[WHAT YOU HAVE TO DO]: Transcribe the records that follow exactly. Skip the pictures.

(Pointing and labeling entries)
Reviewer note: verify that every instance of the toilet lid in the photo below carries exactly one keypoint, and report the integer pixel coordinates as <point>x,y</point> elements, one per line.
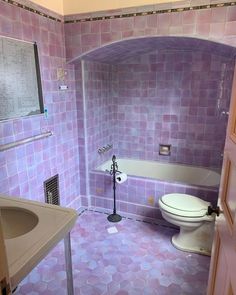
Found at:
<point>185,205</point>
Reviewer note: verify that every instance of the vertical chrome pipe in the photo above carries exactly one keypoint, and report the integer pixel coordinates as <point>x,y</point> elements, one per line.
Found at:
<point>68,260</point>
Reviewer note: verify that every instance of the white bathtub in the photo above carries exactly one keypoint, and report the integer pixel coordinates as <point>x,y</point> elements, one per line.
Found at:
<point>166,172</point>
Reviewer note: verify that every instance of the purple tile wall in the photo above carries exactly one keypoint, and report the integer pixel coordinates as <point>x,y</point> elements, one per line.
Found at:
<point>172,97</point>
<point>214,24</point>
<point>23,169</point>
<point>139,196</point>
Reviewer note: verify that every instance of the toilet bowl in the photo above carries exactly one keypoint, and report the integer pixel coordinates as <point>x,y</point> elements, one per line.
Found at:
<point>190,214</point>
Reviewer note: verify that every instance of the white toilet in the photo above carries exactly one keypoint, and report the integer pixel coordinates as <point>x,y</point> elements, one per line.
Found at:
<point>190,214</point>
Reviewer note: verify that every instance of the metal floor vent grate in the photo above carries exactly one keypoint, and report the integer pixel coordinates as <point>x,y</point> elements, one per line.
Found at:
<point>51,190</point>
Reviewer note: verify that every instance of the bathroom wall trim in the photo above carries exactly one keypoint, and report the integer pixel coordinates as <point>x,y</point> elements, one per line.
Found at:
<point>80,18</point>
<point>31,9</point>
<point>151,12</point>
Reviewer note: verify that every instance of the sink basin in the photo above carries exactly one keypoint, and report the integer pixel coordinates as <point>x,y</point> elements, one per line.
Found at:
<point>17,221</point>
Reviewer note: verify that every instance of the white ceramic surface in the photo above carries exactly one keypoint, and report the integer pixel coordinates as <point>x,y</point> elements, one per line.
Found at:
<point>27,248</point>
<point>166,171</point>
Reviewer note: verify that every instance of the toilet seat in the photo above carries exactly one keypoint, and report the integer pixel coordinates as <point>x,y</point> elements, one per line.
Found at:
<point>184,205</point>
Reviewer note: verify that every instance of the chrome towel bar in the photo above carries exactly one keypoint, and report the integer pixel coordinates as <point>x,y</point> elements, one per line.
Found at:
<point>16,143</point>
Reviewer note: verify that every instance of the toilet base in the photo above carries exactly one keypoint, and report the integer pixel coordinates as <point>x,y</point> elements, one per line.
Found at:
<point>196,250</point>
<point>198,240</point>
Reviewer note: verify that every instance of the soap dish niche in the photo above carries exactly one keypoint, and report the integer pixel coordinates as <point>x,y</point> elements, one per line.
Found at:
<point>165,149</point>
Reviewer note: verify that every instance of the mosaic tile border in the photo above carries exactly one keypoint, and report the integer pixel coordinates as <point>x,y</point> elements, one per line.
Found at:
<point>125,15</point>
<point>161,11</point>
<point>25,7</point>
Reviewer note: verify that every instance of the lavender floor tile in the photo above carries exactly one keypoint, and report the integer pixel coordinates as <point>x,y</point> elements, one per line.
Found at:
<point>138,259</point>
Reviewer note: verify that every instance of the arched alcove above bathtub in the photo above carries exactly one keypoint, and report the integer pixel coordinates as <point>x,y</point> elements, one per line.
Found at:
<point>123,50</point>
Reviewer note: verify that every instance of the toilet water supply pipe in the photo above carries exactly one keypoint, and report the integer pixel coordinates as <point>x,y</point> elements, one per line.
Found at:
<point>114,217</point>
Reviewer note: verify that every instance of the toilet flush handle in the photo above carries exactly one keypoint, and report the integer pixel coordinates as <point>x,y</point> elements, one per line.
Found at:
<point>216,210</point>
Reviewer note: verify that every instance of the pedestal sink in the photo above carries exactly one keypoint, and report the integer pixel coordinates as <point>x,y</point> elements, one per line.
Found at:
<point>17,221</point>
<point>31,229</point>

[RESPONSE TO THIS EXERCISE]:
Reviewer note: verify that every instance of the toilet lid in the photo below carries exactly one keypoint, and report the integer pixel coordinates as <point>x,y</point> elements, one per line.
Found at:
<point>185,205</point>
Reviewer note: verify that every instance of the vertical chrome pipe in the photo above carries exactly one keypoint, and report the integer pixel coordinates as <point>x,y</point> elements, one per line.
Found at:
<point>68,260</point>
Reviewer note: verify that every instance of the white bathtub in the photo above carries exactly one keypoint, and report the integer pixel coordinates as <point>x,y</point> elements, one per line.
Found at:
<point>166,172</point>
Reviewer note: verify that every instance of the purple tile wall in the photo above carries exactly one keypoint, and report the integer pixel coordinates as <point>x,y</point> elements, one per line.
Found at:
<point>172,97</point>
<point>214,24</point>
<point>23,169</point>
<point>139,196</point>
Reviewer note: verify that every instance of the toilet bowl in the photo above carries exactly one keypoint, and report the integer pixel coordinates as <point>x,y</point> elements, one per line.
Found at:
<point>190,214</point>
Reviewer note: verify that every instance of the white toilet in the photo above carries exactly one keypoint, and report the integer pixel coordinates as <point>x,y</point> elements, one per line.
Found at:
<point>190,214</point>
Reviewer note: verify that every instance of the metal floor vent grate in the photo above carries exactly one keypoint, and report the integer pixel coordinates as <point>x,y</point> elements, one per line.
Found at:
<point>51,190</point>
Reviewer note: verify that every instance of the bathroom wall trim in the photo above carries exactly one keypoint, and report the integer pixel coordinates as <point>x,y</point> elements, one per line.
Found at:
<point>80,18</point>
<point>31,9</point>
<point>151,12</point>
Reviewer note: verify that every instance of the sink basin in the photo above carries exactly one keypoint, and report the integer pixel coordinates as <point>x,y</point> elements, one per line.
Found at:
<point>17,221</point>
Reviewer note: verify that every instance of the white ceramic surface in the photo above carries exactly one keypoint, and report the integer pixel coordinates as <point>x,y</point> elements, one per line.
Found at:
<point>27,248</point>
<point>166,171</point>
Reviewer note: verify that every instance of the toilet seat in the photo above carries exactly one keypoint, and report the integer pixel coordinates as <point>x,y</point> elements, one per line.
Found at:
<point>184,205</point>
Reviewer note: verify that every instance of the chrome towel bar in the photo above carries exactly one keypoint, and report the integer pixel coordinates as <point>x,y</point> elements, one per line.
Found at:
<point>16,143</point>
Reviewer note: verify that every instance of the toilet base in the photo above carries exactly one keypoint, and report the integer pixel coordinates as <point>x,y</point> elements, one per line.
Found at:
<point>196,250</point>
<point>198,240</point>
Reviewer note: verify that every instance of the soap dish niche in the photo above carries exactly one keypoint, and report the integer pixel coordinates as <point>x,y</point> elements, one per line.
Found at:
<point>165,149</point>
Reviewer note: verify that every instance of the mosaic tile border in the photo above carries exactly one keypoint, and report the integer pixel coordinates as <point>x,y</point> elements, one per line.
Found at:
<point>125,15</point>
<point>161,11</point>
<point>25,7</point>
Reviewer note: verify that every instance of the lavender floor tile in the photo above carries exactly one keypoint, and report the integer pixel coordinates as <point>x,y</point> elements, one per line.
Found at:
<point>138,259</point>
Reviewer note: verify that every instance of the arched alcove above bathtub in the photo above carries exactly one keypoint, and report the integer pixel coordinates as <point>x,y</point> elements, one per line.
Found at:
<point>123,50</point>
Reviewer note: verify that every instance of the toilet water supply pipe in the photo above carries exactly one keypoint, and report the integer pixel coordinates as <point>x,y</point> elements, one per line.
Found at:
<point>114,217</point>
Reviewer note: verify that every instance of the toilet flush handle in the photo above carries exactly one keypoint, and report the integer pixel coordinates as <point>x,y</point> elements, one per line.
Found at:
<point>216,210</point>
Reviewer note: verify that every instance of the pedestal sink in the photo above carries exactly one keypoint, and report the integer pixel coordinates as <point>x,y</point> elements, one per line.
Found at:
<point>17,221</point>
<point>31,229</point>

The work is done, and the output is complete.